[STUDY QUESTIONS]
• A. Reproduce verbatim the stretch of the change note from "Removed 104 lines" through "(Previous vs Current)".
• B. List every piece of content that the change note says was removed.

Removed 104 lines of version history and enhancement documentation (lines 420-523):
- TDD Workflow Enhancements section
- Key Improvements (adopted features from test-gen and plan workflows)
- Workflow Comparison table (Previous vs Current)
- Migration Notes and backward compatibility info
- Configuration examples
This content represented ~19% of the file and was historical/evolutionary
information rather than core command functionality. Focuses the documentation
on what the command does, not how it evolved.
Improves task focus and documentation clarity as identified in audit report.

[Stored data]
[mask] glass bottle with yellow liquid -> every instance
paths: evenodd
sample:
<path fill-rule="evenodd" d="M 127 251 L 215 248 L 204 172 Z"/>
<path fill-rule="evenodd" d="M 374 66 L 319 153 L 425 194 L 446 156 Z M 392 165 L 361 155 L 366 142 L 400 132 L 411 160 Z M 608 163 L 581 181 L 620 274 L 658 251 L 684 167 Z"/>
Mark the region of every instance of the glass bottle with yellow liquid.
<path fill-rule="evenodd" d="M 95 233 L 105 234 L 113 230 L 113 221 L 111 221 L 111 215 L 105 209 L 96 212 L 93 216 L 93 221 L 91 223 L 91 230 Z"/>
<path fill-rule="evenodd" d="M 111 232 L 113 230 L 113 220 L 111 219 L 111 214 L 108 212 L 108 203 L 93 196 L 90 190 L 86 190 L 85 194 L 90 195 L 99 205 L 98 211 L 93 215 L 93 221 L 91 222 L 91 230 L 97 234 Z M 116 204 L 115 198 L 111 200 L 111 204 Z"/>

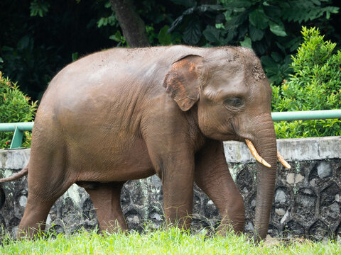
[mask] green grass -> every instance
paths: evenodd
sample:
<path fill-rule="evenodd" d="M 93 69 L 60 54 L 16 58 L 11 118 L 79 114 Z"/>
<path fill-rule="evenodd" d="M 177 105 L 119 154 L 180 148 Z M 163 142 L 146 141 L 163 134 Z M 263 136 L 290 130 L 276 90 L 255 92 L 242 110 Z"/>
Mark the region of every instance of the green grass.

[LIST OF ANSWERS]
• A.
Removed 104 lines of version history and enhancement documentation (lines 420-523):
- TDD Workflow Enhancements section
- Key Improvements (adopted features from test-gen and plan workflows)
- Workflow Comparison table (Previous vs Current)

• B.
- TDD Workflow Enhancements section
- Key Improvements (adopted features from test-gen and plan workflows)
- Workflow Comparison table (Previous vs Current)
- Migration Notes and backward compatibility info
- Configuration examples